- Selected passage

(begin)

Coordinated by FCC Aqualia SA – headquartered in Madrid, Spain – this project has been running from April 2016 and will continue until September 2020 with an overall budget of €8.02 million, 79 percent of which is the EU contribution. The MIDES project combines key areas of expertise in water and technology innovation as a consortium of ten companies and organizations from seven countries listed in the table below.

 

Table 1. Participants of the MIDES project and their EU contribution

No.

Company/Organization

Country

EU Contribution

1

FCC AQUALIA SA

Spain

€ 1 996 823

2

FUJIFILM MANUFACTURING EUROPE BV

Netherlands

€ 508 573,63

3

FUNDACION IMDEA AGUA

Spain

€ 965 258,75

4

SGL CARBON GMBH

Germany

€ 626 937,50

5

ACONDICIONAMIENTO TARRASENSE ASSOCIACION

Spain

€ 835 581,25

6

MIKROLIN HUNGARY TERMELO ES SZOLGALTATO KFT

Hungary

€ 160 300

7

ONCONTROL TECHNOLOGIES LDA

Portugal

€ 296 765

8

SIMTECH GMBH

Austria

€ 357 245

9

STICHTING IHE DELFT INSTITUTE FOR WATER EDUCATION

Netherlands

€ 430 680

10

ECOLE NATIONALE D'INGENIEURS DE GABES

Tunisia

€ 150 000

11

ROOD WIT BLAUW WATER SERVICES BV

Netherlands

Participation Ended

12

UNIVERSIDAD DE CHILE

Chile

Participation Ended

 

The world’s largest demonstrator of the innovative MDC technology will be run by this project, and demonstration sites are currently planned to be implemented in Chile, Spain, and Tunisia. As illustrated in the following flow chart, the MIDES technology has various sections that need to be worked on, in order to be developed. This project focuses on breaking down existing barriers to the development of MDC technology, including low desalination rate, high manufacturing cost, biofouling and scaling problems on membranes, optimization of the microbial-electrochemical process, system scaling up, and economic feasibility of this technology; most of which are being addressed by innovative nanostructured electrodes, antifouling membranes containing nanoparticles with biocide activity, electrochemical reactor design and optimization, microbial electrochemistry and physiology expertise, and process engineering and control.

(end)

- Material supplied
(begin)

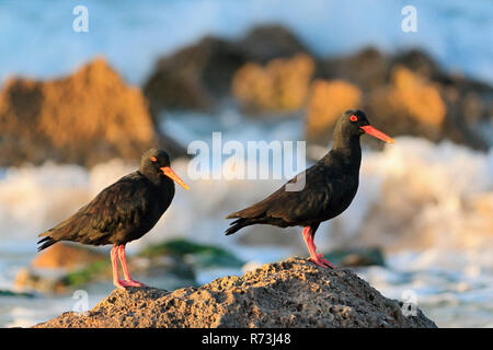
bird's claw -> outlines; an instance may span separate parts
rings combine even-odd
[[[113,284],[116,285],[117,289],[125,291],[127,290],[126,287],[147,287],[142,282],[135,281],[135,280],[117,280],[114,281]]]
[[[311,256],[310,260],[317,264],[318,266],[323,267],[324,269],[326,269],[328,267],[331,269],[335,269],[335,266],[328,259],[324,259],[322,254],[317,254],[314,257]]]

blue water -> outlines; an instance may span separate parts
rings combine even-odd
[[[72,10],[81,3],[88,33],[72,31]],[[401,30],[410,3],[416,33]],[[290,27],[318,55],[421,47],[450,71],[493,82],[490,0],[7,0],[0,1],[0,79],[65,74],[104,55],[129,82],[141,83],[161,54],[205,34],[237,37],[272,22]]]

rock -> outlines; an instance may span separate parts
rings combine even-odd
[[[187,262],[202,268],[241,267],[244,265],[244,261],[220,247],[183,238],[150,245],[140,252],[139,256],[151,260],[160,259],[163,256],[183,257]]]
[[[392,71],[391,83],[369,96],[368,112],[375,125],[392,136],[424,136],[438,141],[447,115],[439,88],[404,67]]]
[[[211,36],[161,58],[144,86],[152,116],[158,119],[163,109],[210,110],[244,62],[240,47]]]
[[[104,59],[60,79],[14,78],[0,91],[0,166],[48,159],[91,166],[112,158],[140,160],[151,147],[185,153],[159,135],[140,90]]]
[[[246,63],[232,80],[232,92],[249,113],[293,112],[305,105],[314,62],[300,54],[274,59],[267,66]]]
[[[404,316],[402,303],[351,270],[294,257],[198,289],[115,290],[87,316],[67,312],[35,327],[436,327],[415,311]]]
[[[282,26],[260,26],[243,38],[206,36],[157,61],[144,86],[156,120],[167,109],[210,112],[230,96],[233,73],[246,62],[265,63],[306,52]]]
[[[313,81],[307,108],[307,140],[328,143],[332,139],[335,121],[345,110],[358,108],[362,97],[359,88],[346,81]]]
[[[323,255],[337,267],[383,266],[383,253],[379,248],[337,249]]]
[[[316,78],[345,80],[365,93],[388,82],[391,60],[374,47],[342,57],[321,59]]]
[[[288,28],[275,24],[252,28],[238,44],[245,51],[246,60],[259,63],[309,52]]]

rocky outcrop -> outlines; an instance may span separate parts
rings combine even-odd
[[[403,310],[411,310],[410,314]],[[46,327],[436,327],[410,305],[383,298],[347,269],[300,258],[241,277],[168,292],[115,290],[85,316],[64,313]]]
[[[185,153],[156,130],[140,90],[104,59],[60,79],[14,78],[0,91],[0,166],[46,160],[91,166],[139,160],[151,147]]]
[[[232,93],[248,113],[293,112],[303,107],[314,62],[300,54],[267,66],[246,63],[232,79]]]
[[[238,40],[206,36],[159,59],[144,86],[154,118],[167,109],[209,112],[230,95],[234,72],[246,62],[306,52],[305,46],[283,26],[259,26]]]

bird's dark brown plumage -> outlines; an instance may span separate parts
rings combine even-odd
[[[140,238],[154,226],[174,197],[174,183],[167,176],[153,174],[150,156],[142,156],[139,171],[128,174],[104,188],[91,202],[55,228],[42,233],[39,250],[59,241],[89,245],[126,244]],[[162,152],[162,151],[161,151]],[[151,155],[153,154],[153,155]],[[161,154],[161,164],[168,166],[169,156]]]
[[[365,132],[393,142],[370,127],[362,110],[345,112],[334,129],[333,149],[317,164],[287,183],[293,184],[305,177],[305,187],[298,191],[289,191],[285,184],[264,200],[229,214],[226,219],[237,220],[231,222],[226,234],[233,234],[253,224],[303,226],[306,229],[303,236],[306,241],[308,240],[310,254],[312,259],[317,259],[312,254],[314,253],[312,240],[317,229],[321,222],[335,218],[346,210],[358,189],[362,163],[359,137]]]
[[[144,153],[140,167],[104,188],[91,202],[55,228],[42,233],[38,250],[57,242],[90,245],[113,244],[113,283],[118,289],[142,287],[128,273],[125,245],[149,232],[174,197],[174,182],[188,189],[170,168],[170,158],[161,150]],[[118,262],[124,280],[118,279]]]

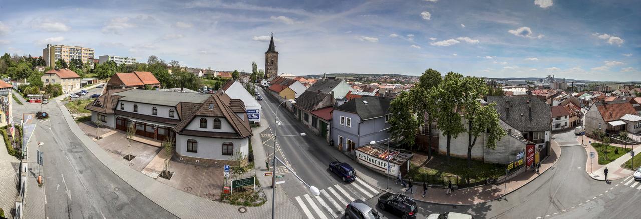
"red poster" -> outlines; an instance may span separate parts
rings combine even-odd
[[[534,145],[527,145],[525,147],[526,161],[528,163],[528,166],[532,166],[532,163],[534,163]]]

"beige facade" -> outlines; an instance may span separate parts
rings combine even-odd
[[[88,63],[93,68],[94,49],[78,46],[47,45],[47,47],[42,50],[42,58],[47,67],[55,67],[56,61],[60,60],[65,60],[69,63],[72,59],[79,59],[82,60],[83,63]]]

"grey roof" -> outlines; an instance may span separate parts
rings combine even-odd
[[[180,102],[201,104],[212,96],[211,94],[167,92],[144,90],[129,90],[113,95],[123,97],[120,99],[121,101],[167,106],[176,106]]]
[[[337,86],[338,86],[342,82],[343,80],[341,79],[320,79],[317,81],[313,85],[312,85],[309,88],[307,88],[307,91],[317,93],[320,90],[320,93],[329,94],[331,92],[332,90],[334,90]]]
[[[355,98],[334,110],[356,114],[361,120],[365,120],[387,115],[392,100],[379,97]]]
[[[325,98],[331,96],[327,93],[311,92],[308,90],[296,99],[295,106],[308,112],[314,111]]]
[[[533,97],[488,97],[499,117],[521,132],[550,131],[552,107]]]

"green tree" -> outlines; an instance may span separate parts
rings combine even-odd
[[[443,81],[438,86],[437,91],[437,98],[438,99],[438,113],[437,120],[438,121],[438,130],[445,136],[447,164],[450,163],[449,149],[452,138],[456,138],[458,134],[465,132],[465,129],[461,124],[461,115],[457,112],[457,107],[462,104],[461,97],[463,95],[461,89],[461,83],[463,76],[449,72],[445,76]]]

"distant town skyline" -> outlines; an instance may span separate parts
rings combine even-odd
[[[46,44],[151,55],[190,67],[279,73],[397,74],[641,81],[638,1],[508,0],[8,2],[0,53]]]

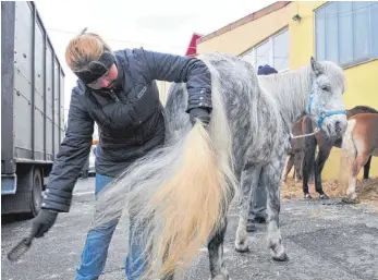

(end)

- Short problem
Answer the following questions from the MIDES project text.
(a) In which city is FCC Aqualia SA headquartered?
(b) Which country does the table give for ECOLE NATIONALE D'INGENIEURS DE GABES?
(c) In which countries are demonstration sites currently planned?

- Written answer
(a) Madrid, Spain
(b) Tunisia
(c) Chile, Spain, and Tunisia